→ Exercise description:
For each entry below, write an exact copy and leave out the images.

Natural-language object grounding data
....
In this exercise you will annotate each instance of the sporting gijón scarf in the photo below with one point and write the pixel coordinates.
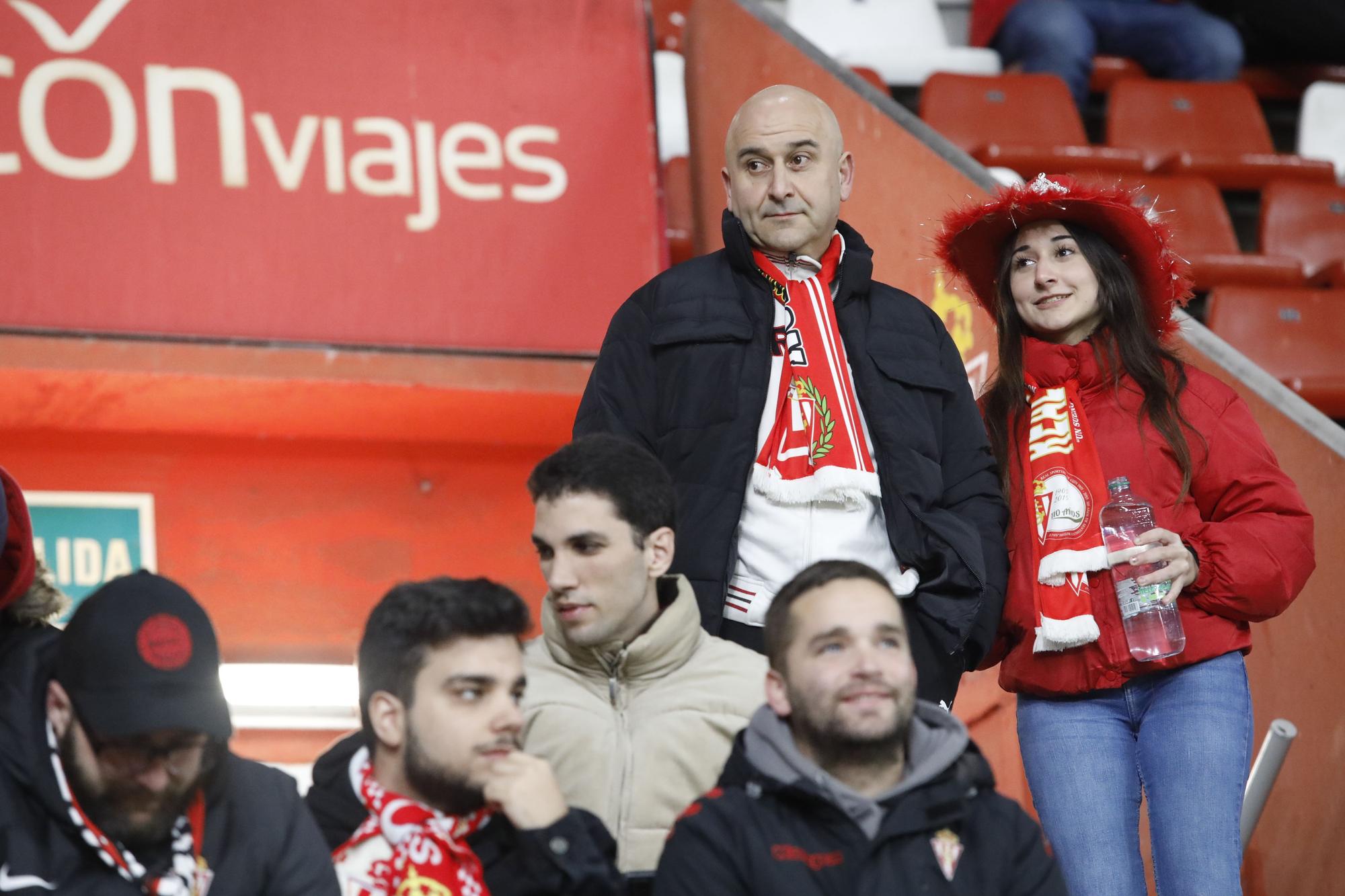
(1066, 489)
(817, 448)
(430, 849)
(186, 873)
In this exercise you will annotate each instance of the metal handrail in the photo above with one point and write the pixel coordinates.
(1265, 770)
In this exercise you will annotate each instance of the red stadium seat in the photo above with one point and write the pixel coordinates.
(1293, 334)
(1199, 128)
(677, 204)
(1307, 221)
(1203, 233)
(1022, 122)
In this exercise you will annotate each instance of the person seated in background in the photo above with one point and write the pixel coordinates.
(115, 770)
(845, 783)
(440, 798)
(633, 702)
(629, 700)
(1169, 38)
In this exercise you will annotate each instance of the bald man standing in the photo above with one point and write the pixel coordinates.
(805, 411)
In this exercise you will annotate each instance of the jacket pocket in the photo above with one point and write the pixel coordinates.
(697, 369)
(913, 362)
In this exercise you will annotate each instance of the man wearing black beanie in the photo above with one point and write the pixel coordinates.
(115, 770)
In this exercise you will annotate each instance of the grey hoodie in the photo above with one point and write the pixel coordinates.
(935, 741)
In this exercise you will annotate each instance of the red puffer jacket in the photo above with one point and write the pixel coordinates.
(1243, 518)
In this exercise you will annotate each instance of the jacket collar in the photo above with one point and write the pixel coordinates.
(945, 770)
(855, 274)
(1054, 364)
(662, 649)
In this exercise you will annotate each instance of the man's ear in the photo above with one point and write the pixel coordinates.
(60, 709)
(778, 694)
(847, 175)
(658, 551)
(388, 719)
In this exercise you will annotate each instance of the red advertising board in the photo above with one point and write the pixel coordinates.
(420, 173)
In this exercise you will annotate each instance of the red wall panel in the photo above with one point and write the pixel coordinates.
(428, 173)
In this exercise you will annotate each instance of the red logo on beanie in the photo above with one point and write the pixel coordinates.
(165, 642)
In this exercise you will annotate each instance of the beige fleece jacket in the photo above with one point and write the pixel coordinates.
(636, 733)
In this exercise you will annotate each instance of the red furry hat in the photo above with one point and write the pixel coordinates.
(17, 559)
(973, 239)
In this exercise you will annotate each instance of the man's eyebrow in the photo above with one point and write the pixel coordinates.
(837, 631)
(797, 145)
(470, 681)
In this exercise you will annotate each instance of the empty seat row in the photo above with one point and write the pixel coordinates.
(1292, 334)
(1303, 231)
(1028, 123)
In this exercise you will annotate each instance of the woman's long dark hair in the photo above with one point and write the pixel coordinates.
(1125, 345)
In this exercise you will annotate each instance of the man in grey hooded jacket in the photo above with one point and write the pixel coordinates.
(847, 783)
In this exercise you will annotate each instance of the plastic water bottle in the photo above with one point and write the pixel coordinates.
(1153, 628)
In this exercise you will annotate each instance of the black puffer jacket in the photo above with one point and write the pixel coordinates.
(758, 834)
(574, 857)
(260, 838)
(685, 370)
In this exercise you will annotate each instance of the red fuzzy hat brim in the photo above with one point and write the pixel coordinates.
(17, 559)
(973, 239)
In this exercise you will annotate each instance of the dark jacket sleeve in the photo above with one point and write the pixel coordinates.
(699, 858)
(621, 397)
(972, 491)
(305, 864)
(574, 857)
(1256, 541)
(332, 799)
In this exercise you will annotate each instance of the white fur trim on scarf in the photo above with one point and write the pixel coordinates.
(852, 487)
(1063, 634)
(1056, 565)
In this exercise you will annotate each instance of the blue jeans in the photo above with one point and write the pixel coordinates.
(1169, 40)
(1186, 739)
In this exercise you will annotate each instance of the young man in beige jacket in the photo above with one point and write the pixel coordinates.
(633, 704)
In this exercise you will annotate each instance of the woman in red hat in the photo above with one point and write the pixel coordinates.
(1082, 286)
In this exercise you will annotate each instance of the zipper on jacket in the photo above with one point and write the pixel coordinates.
(623, 747)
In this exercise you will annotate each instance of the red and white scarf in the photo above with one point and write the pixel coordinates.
(186, 874)
(817, 448)
(1066, 490)
(430, 848)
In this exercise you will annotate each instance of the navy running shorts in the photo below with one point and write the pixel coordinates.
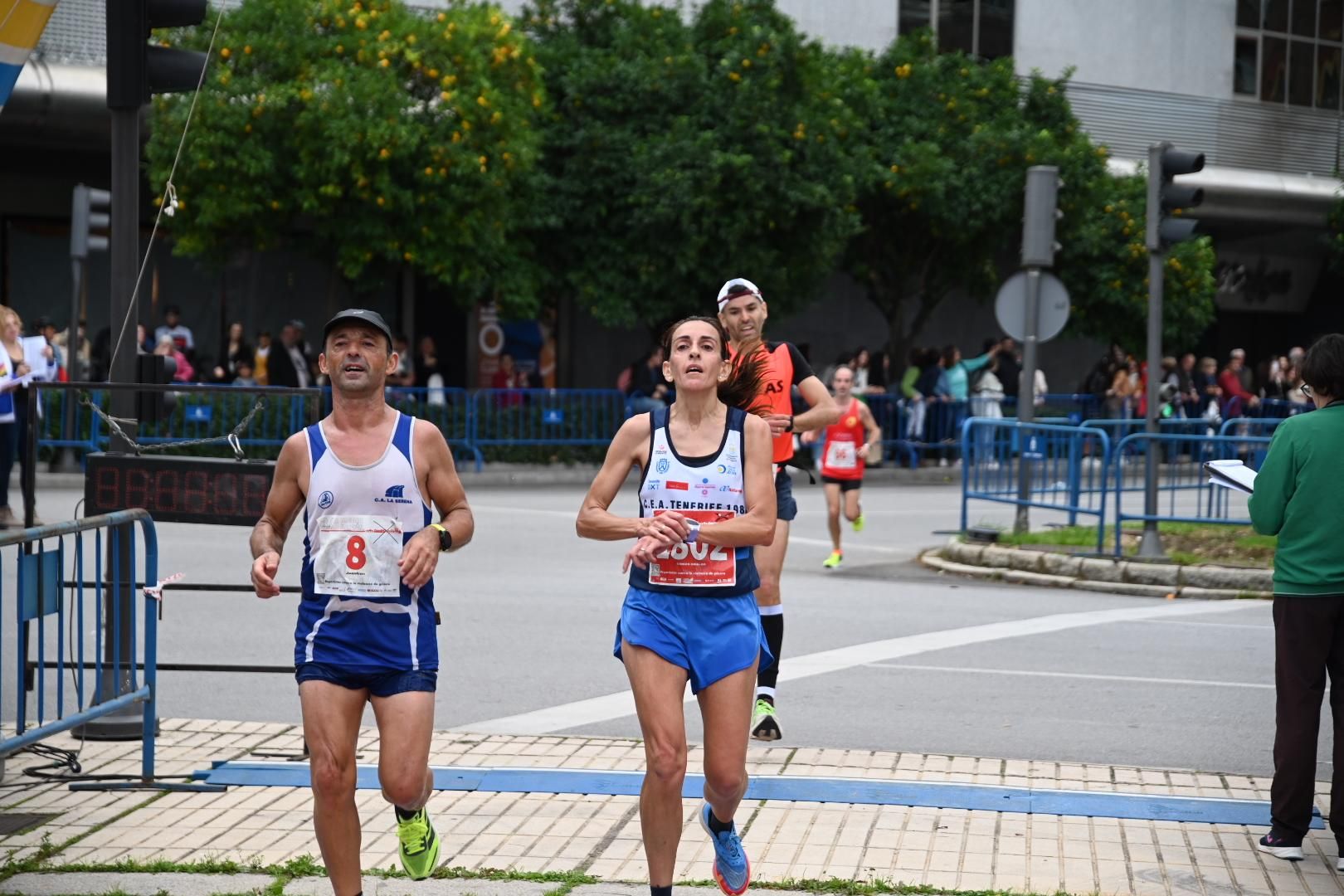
(709, 637)
(785, 508)
(379, 684)
(845, 485)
....
→ Response area:
In this exercise you will annotate each instance of the sporting gijón scarf in the photo below with one point and write the pixel coordinates.
(1066, 489)
(817, 448)
(430, 849)
(186, 873)
In this exercise you will annotate each instance of the metal handrail in the photo above with one point and write the pixel coordinates.
(1265, 770)
In this exercise you will annotate each instance of the red stadium seat in the photo above with one point and write the pixel coordinates.
(1293, 334)
(1199, 128)
(677, 204)
(1307, 221)
(1203, 233)
(1022, 122)
In this exercise you will annotate each instance of the person seated in background in the photo above with one point and write the pixel coordinates.
(115, 770)
(845, 783)
(440, 798)
(633, 702)
(629, 700)
(1169, 38)
In this exercise you will annotate each instance of the bald man standing in the photo above with one point and write the pixel coordinates.
(805, 411)
In this exercise you will annotate each instance of the jacket pocket in the photo above with one point and write the pixel coordinates.
(697, 369)
(913, 362)
In this exercise you will annotate each instance of the man wearing black beanie in the photo above with one point and write the pixel coordinates.
(115, 770)
In this exercise you will annotate each instance of the grey hoodie in the photo above with one point and write the pixel coordinates.
(935, 741)
In this exercise you will annotate each instance of the red puffer jacket in the photo above with one point and write the pixel coordinates.
(1243, 518)
In this exercise you will annotate each instance of the jacket collar in the photo above with one point and write the pixel coordinates.
(945, 770)
(855, 274)
(1054, 364)
(662, 649)
In this exercise you will annotate each instance of the man's ear in the photo above with one point and write the pixel coordinates.
(60, 709)
(778, 694)
(847, 175)
(658, 551)
(388, 719)
In this exercise you will annotate each instance of the red advertising board in the photo above with one point and write the pixel coordinates.
(420, 173)
In this exercise you will annotate each instance of the red wall panel in the photo above with one point and write the pixel coordinates.
(428, 173)
In this exercise you will annotate each instance of the red logo on beanie in the photo above with one point and write the pixel coordinates.
(165, 642)
In this exercise you will annotate each instance of the beige fleece jacket in the photo above with one point and write the pixel coordinates.
(636, 733)
In this exercise you will annotate each instance of the red furry hat in the photo above with one point and write the pixel coordinates.
(17, 559)
(973, 239)
In this exercise you will annotate each instance of the man's eyebrow in the photo above with one point and write the pixel coordinates.
(837, 631)
(797, 145)
(470, 681)
In this exercise you will annotate each instance of the empty seat row in the photo above with one point and write the pixel coordinates.
(1292, 334)
(1303, 231)
(1028, 123)
In this exercise you will annotate each instance of the woman's long dark hair in the photo above with one point and write the pixel coordinates.
(1125, 345)
In this exercise you will annotate each instance of the man in grey hooded jacket in the photo above with one point and write the pixel coordinates.
(847, 783)
In this exercise you will annotate each instance of the plastic water bottle in the photo above with one point and write the pixel coordinates.
(1153, 628)
In this exercise you will annotate each instance of the black puffer jacket in the photo above with one point and write the pixel coordinates.
(758, 834)
(574, 857)
(260, 838)
(685, 370)
In this exercise you will annotate each instance of the red fuzzy hat brim in the photo above with one point and write the pixel coordinates.
(17, 559)
(973, 239)
In this exercise you will annotate each instance of the dark jacket sleeve in the photo above with one point and write the pixel coordinates.
(699, 858)
(621, 397)
(972, 491)
(305, 864)
(574, 857)
(1256, 541)
(332, 799)
In this exercise you will annotate each instance of the white fur trim on scarf in the photo above with one point and write the pixel coordinates.
(852, 487)
(1063, 634)
(1056, 565)
In this exercise you will annotate each instance of the blue jeans in the photo above with one point and write the pixel coordinates.
(1169, 40)
(1186, 739)
In this exercise you will annotate each instance of the young man in beige jacket in the photo above with one point and write the pixel coordinates.
(633, 704)
In this exercise you will annotate each instance of the woman in red hat in the photo above with one point and write the pixel coordinates.
(1082, 286)
In this exercise you will annotate each instance of the zipper on jacket in the photo above with one point and write the pixel coordinates.
(623, 747)
In this exercise you will annotate each instance of the red and white scarf in the photo above with one point and write the pixel coordinates.
(186, 874)
(817, 448)
(1066, 490)
(430, 848)
In this exercise you will annotate each instance of the navy running shorts in the photo below with one point and write the pixel coordinates.
(709, 637)
(785, 508)
(379, 684)
(845, 485)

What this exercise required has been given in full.